■ REQUIRED ACTION ■
Write down each entry precisely as given.

■ GIVEN ENTRIES ■

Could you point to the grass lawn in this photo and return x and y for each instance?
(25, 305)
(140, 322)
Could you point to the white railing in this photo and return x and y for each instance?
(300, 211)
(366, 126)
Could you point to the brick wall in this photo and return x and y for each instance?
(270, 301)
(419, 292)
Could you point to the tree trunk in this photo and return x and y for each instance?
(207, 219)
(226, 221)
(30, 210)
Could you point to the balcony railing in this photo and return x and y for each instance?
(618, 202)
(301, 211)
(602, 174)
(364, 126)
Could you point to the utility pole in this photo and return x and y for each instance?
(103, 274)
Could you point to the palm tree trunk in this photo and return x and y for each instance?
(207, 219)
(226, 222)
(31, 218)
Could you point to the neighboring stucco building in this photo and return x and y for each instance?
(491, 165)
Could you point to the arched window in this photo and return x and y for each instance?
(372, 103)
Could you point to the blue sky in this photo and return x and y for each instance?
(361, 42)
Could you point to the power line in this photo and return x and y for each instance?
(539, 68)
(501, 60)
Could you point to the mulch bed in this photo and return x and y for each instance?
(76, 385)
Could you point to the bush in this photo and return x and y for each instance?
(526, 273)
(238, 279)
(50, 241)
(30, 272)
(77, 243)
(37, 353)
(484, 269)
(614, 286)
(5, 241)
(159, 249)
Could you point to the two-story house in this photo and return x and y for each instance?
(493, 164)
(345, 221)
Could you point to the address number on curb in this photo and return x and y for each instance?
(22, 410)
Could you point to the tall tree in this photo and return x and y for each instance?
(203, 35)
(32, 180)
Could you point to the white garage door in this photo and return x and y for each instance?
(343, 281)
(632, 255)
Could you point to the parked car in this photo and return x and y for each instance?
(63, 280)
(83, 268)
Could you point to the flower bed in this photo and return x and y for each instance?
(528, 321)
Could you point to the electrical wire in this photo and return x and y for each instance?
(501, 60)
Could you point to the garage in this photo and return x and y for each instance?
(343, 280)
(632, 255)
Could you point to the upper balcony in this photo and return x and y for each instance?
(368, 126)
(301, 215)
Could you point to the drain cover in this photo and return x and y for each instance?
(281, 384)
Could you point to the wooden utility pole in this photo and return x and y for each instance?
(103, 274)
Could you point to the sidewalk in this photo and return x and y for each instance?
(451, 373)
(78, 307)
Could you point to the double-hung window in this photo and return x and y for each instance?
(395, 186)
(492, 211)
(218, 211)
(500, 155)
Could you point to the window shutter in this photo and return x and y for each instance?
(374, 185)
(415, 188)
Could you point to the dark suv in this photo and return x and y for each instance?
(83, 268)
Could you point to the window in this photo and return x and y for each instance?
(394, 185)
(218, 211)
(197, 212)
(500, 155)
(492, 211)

■ SOLUTION BELOW ■
Could you point to the grass lawn in this photo and return x and y for each instance?
(25, 305)
(140, 322)
Could you point to the white railing in this photo and return x and y for each instance?
(300, 211)
(366, 126)
Could you point to the brick wall in this photo and return x and y for each instance?
(270, 301)
(419, 292)
Could you point to the tree trunk in this photo and return x and y for each instance?
(207, 219)
(226, 221)
(30, 210)
Could you point to the balcony railing in this photo and return x and y for each instance?
(618, 202)
(301, 211)
(602, 174)
(364, 126)
Could you point to the utility pole in this photo and return x and y for each instance?
(103, 274)
Could you point to the palm tree trunk in this photo and return x and y for each instance?
(207, 219)
(226, 222)
(31, 218)
Could you point to the neighboring stucco building in this photo and return x and y for each instance?
(491, 165)
Could you point to the arched window in this photo and return x and y for each instance?
(372, 103)
Could you point to the blue sky in this photo and return x and y for each instance?
(361, 42)
Could you point to the power line in this photo and return x and y for each instance?
(539, 68)
(501, 60)
Could you point to the mulch bed in this photo and return x and y for each instance?
(76, 385)
Could you point to the bush in this photo and return x and y for each instance?
(526, 273)
(238, 279)
(50, 241)
(30, 272)
(77, 243)
(37, 353)
(484, 269)
(614, 286)
(5, 241)
(159, 249)
Could you point to the two-story house in this photo and return x and y for each instance?
(493, 164)
(345, 221)
Could you point to the address number on curb in this photo and return x and y for each instance?
(22, 410)
Could you point to the tall tree in this photo and return x and y for each instance?
(203, 35)
(32, 180)
Could you point to the white garage door in this photo and return x and y for each instance?
(343, 281)
(632, 255)
Could you point to the parked car in this photo and return x and y for each instance?
(63, 280)
(83, 268)
Could you point to the flower bed in this photo and return x and y for each instance?
(528, 321)
Could you point to the electrical wire in this photo and return x and y for each instance?
(501, 60)
Could you point to the garage in this photo and return x and y for each instance?
(343, 280)
(632, 255)
Could you point to the upper balcony in this photo and return x and y for each instance?
(368, 126)
(301, 215)
Could you point to the drain cover in this photo and return x and y for each instance?
(281, 384)
Could you point to the wooden utility pole in this photo and return x and y for each instance?
(103, 274)
Could you point to the sidewalk in this photo and return x and y for each instance?
(451, 373)
(78, 307)
Could you point to the double-hung window in this photo and return x and y for each instance?
(395, 186)
(492, 211)
(218, 211)
(500, 155)
Could you point to the window shutter in this photo and return x and y for each instance?
(374, 185)
(415, 188)
Could you point to the dark suv in this photo and return x and y for each instance?
(83, 268)
Could you point to the window in this photo and return x and y for each instance?
(394, 185)
(218, 211)
(197, 212)
(500, 155)
(492, 211)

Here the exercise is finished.